Reproduce every one of the rows below word for word.
[LISTING start]
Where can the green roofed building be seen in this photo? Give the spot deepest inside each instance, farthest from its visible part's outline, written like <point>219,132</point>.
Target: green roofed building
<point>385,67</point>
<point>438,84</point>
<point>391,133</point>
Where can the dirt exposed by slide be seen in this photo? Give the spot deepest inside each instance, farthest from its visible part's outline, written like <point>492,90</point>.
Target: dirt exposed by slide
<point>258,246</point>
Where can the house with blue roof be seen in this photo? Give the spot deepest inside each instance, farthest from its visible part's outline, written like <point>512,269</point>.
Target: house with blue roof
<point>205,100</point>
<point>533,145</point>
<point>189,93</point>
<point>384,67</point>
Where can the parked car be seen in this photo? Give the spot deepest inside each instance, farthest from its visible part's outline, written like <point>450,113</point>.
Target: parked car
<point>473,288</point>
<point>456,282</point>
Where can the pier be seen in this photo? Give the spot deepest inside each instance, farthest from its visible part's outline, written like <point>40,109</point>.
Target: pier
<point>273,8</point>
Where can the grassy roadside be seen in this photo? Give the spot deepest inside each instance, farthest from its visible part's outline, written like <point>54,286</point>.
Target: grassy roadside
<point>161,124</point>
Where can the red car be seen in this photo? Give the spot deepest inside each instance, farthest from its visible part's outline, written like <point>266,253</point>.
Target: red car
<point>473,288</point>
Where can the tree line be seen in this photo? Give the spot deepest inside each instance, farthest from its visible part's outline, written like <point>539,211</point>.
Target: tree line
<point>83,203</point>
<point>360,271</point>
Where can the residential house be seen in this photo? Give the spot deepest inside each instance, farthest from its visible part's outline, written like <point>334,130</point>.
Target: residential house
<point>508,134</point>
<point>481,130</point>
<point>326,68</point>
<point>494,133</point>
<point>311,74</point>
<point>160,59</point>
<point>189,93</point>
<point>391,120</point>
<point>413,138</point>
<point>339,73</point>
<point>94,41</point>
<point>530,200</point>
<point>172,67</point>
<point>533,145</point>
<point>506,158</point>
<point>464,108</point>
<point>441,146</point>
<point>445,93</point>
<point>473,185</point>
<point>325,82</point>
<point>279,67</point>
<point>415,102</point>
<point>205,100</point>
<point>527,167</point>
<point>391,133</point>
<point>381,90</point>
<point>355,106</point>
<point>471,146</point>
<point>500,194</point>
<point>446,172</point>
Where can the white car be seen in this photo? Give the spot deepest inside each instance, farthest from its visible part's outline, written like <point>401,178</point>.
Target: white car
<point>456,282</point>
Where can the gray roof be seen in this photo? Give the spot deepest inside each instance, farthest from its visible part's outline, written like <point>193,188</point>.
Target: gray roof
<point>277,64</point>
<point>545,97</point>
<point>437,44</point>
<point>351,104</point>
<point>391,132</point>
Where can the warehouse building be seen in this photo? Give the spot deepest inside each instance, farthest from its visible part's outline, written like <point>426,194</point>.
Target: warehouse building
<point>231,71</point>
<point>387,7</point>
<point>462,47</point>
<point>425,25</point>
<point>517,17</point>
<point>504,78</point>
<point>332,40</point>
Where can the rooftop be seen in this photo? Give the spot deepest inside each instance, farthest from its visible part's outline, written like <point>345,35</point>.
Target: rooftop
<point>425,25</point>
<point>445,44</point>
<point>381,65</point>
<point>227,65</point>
[LISTING end]
FINAL ANSWER
Where can the green roofed building be seen in this photo? Give the spot deepest inside each instance, farthest from its visible part's outline, written like <point>219,132</point>.
Target: green roofed building
<point>385,67</point>
<point>438,84</point>
<point>391,133</point>
Where can the dirt exposed by slide be seen in this photo? Give the spot deepest inside each instance, farthest from its visible part's outline, written like <point>492,90</point>.
Target: dirt exposed by slide
<point>258,246</point>
Where can the house with blue roof be seen in this photo? Give the spot deepest inside each instance, farthest from its visible part's outline, written like <point>512,269</point>.
Target: house with blue roof
<point>205,100</point>
<point>533,145</point>
<point>189,93</point>
<point>384,67</point>
Where can the parked car be seen in this photo? Give the spot deepest inside each instance, farthest from its visible part's outline, written like <point>450,113</point>.
Target: parked car
<point>473,288</point>
<point>456,282</point>
Where can the pier be seen in this photo? Give the spot deepest inside each instance, farthest from its visible part's outline, written like <point>40,109</point>.
Target: pier
<point>273,8</point>
Where can the grassy roadside be seen in this photo? Give the spot deepest inside each instance, farthest from its visible part's outline, written like <point>54,286</point>.
Target: grassy roadside
<point>161,124</point>
Where can the red car be seen in this photo? Give the spot deepest inside each instance, farthest from its visible part's outline, written like <point>266,253</point>.
Target: red car
<point>473,288</point>
Where can the tree line be seen in this photo? Give the spot deepest inside each instance, farthest from its visible part's outline, written like <point>539,211</point>.
Target: tree line
<point>83,203</point>
<point>360,271</point>
Where can the residential house be seen in this photo? Give the spot deepest inside each instance, farthest from its visible part's outline, written like <point>334,130</point>.
Target: residential house
<point>508,134</point>
<point>481,130</point>
<point>326,68</point>
<point>494,133</point>
<point>311,74</point>
<point>160,59</point>
<point>189,93</point>
<point>391,120</point>
<point>413,138</point>
<point>339,73</point>
<point>94,41</point>
<point>530,200</point>
<point>172,67</point>
<point>533,145</point>
<point>506,158</point>
<point>464,108</point>
<point>441,146</point>
<point>445,93</point>
<point>473,185</point>
<point>325,82</point>
<point>279,67</point>
<point>415,102</point>
<point>205,100</point>
<point>527,167</point>
<point>391,133</point>
<point>381,90</point>
<point>355,106</point>
<point>471,146</point>
<point>500,194</point>
<point>446,172</point>
Where can the white car be seen in this photo? Give the spot deepest inside each instance, farthest from its visible part's outline, written like <point>401,178</point>.
Target: white car
<point>456,282</point>
Where can the gray roof be seen in this photo? Give the spot deepest inside each instance, farthest from its visible part's outline, written like <point>193,188</point>.
Target: gray roof
<point>277,64</point>
<point>545,97</point>
<point>437,44</point>
<point>351,104</point>
<point>391,132</point>
Where can the warehouse building be seen in this photo? Give the spot deepest inside each instance, farthest from its visible part's outline, written like <point>426,194</point>.
Target: warehouse building
<point>231,71</point>
<point>387,7</point>
<point>462,47</point>
<point>425,25</point>
<point>517,17</point>
<point>504,78</point>
<point>332,40</point>
Where can the rooftop be seen in this photo? Give the spot deepest inside each instance, farthest from its visible part's outline, written like <point>345,35</point>.
Target: rooftop
<point>425,25</point>
<point>445,44</point>
<point>381,65</point>
<point>227,65</point>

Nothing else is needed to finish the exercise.